'''

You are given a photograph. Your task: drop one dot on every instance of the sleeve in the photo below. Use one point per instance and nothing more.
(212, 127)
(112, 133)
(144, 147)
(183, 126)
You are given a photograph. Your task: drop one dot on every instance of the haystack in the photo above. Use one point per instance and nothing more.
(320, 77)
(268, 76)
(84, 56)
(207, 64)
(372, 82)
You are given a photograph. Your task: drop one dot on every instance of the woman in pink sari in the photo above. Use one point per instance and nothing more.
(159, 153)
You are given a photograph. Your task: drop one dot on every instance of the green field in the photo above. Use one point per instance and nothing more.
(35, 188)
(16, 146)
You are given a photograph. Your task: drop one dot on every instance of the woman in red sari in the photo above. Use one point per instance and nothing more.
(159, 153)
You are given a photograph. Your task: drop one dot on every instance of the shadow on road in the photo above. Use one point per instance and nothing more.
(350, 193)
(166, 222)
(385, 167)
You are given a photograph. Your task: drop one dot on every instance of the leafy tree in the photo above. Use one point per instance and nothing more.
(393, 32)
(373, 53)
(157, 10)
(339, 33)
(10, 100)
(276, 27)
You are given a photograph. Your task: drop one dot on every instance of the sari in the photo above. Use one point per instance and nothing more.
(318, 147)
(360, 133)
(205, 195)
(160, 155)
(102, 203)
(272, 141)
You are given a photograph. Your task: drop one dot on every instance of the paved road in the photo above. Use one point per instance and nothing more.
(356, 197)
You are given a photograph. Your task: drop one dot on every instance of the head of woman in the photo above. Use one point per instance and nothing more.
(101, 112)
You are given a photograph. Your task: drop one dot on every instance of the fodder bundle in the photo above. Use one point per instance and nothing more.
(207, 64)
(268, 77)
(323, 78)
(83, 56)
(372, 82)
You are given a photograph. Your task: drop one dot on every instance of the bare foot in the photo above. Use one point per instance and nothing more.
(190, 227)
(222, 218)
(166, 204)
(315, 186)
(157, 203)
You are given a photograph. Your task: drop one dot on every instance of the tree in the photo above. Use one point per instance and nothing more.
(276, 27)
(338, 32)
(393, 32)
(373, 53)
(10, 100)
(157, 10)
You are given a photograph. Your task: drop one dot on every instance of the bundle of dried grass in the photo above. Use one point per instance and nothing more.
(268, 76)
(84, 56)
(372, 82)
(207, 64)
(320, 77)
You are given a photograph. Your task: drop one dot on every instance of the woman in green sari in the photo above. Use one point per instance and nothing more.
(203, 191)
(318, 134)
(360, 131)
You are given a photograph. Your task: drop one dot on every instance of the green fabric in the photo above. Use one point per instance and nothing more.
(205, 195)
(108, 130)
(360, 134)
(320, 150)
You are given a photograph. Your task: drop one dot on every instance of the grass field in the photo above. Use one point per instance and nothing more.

'''

▶ [REQUIRED ACTION]
Could you retype every line of the data exactly?

▶ [OUTPUT]
You are given a photograph. Your task: drop one dot on every instance of the sleeve in the photo below. Use one point per instance and nothing more.
(212, 127)
(112, 133)
(144, 147)
(183, 126)
You are given a photograph. Your task: drop one dot on every instance of the haystack in the photo above. Use one point per instance and nothing more.
(320, 77)
(268, 76)
(84, 56)
(207, 64)
(372, 82)
You are given a photograph. Your task: drop one dot on every instance of the woman in pink sari in the photo above. Use one point per instance and nothing more.
(159, 153)
You are given a photograph. Your task: drop one dot on every instance of the green field in the photo above. Use one point per instance and nothing more.
(35, 188)
(16, 146)
You are given a photograph. Your task: drop one dot on every instance of the woman in red sari in the photo above. Use one point per instance and nothing more.
(159, 153)
You are given a photograph. Your task: drop one dot on every instance of the shadow on road in the photo above. Use one point per instance and nothing more.
(350, 193)
(166, 222)
(385, 167)
You are given a photograph. Your task: drop one dot on every instance of the leafy tree in the photo above. Use one point per instance and nothing more.
(393, 32)
(373, 53)
(157, 10)
(339, 33)
(10, 100)
(276, 27)
You are given a photograph. Your task: drop one dot on every instance of the sari in the photo above. Use one point per instance and nothing more.
(318, 147)
(360, 133)
(205, 195)
(160, 155)
(102, 203)
(272, 141)
You are given a photograph. Your task: drop one dot on every instance of the paved road in the photo above. Use one point per instance and nothing more.
(356, 197)
You are given a photograph. Your task: drop one dot on every instance of the head of woman in the photo above. Use one point per instance and nothing more.
(101, 112)
You are given a photograph. Your task: drop one dot on every instance of the fodder bundle in the photo above. Use one point per instance and nothing more.
(207, 64)
(268, 77)
(323, 78)
(83, 56)
(372, 82)
You are given a photograph. Your task: drop one dot on every instance of the bare foot in the photo above. Use one point per instance and nothing more.
(190, 227)
(222, 218)
(166, 204)
(315, 186)
(157, 203)
You are given a photograph. Your task: drop one dot on every instance of the tree in the photo above. Use one point per instance and nothing more.
(276, 27)
(338, 32)
(393, 32)
(373, 53)
(10, 100)
(157, 10)
You are given a photograph. Your task: drop one dot on every instance of the bundle of dried grass in the photo above. Use one point per instance and nothing more.
(268, 76)
(84, 56)
(372, 82)
(207, 64)
(320, 77)
You are given a photograph. Your task: drop one dot on every instance of the woman in green sari in the photo above. Use one point per instance and nothing more.
(203, 191)
(318, 134)
(360, 131)
You are given a photograph. Your task: drop one dot on every instance of the green fabric in the photo above. Use one point per instance and nothing more.
(205, 195)
(108, 130)
(360, 134)
(320, 150)
You are given a photograph. Your task: drop one dot on every instance of the grass field in the photo above. Use one point per instance and nothing more.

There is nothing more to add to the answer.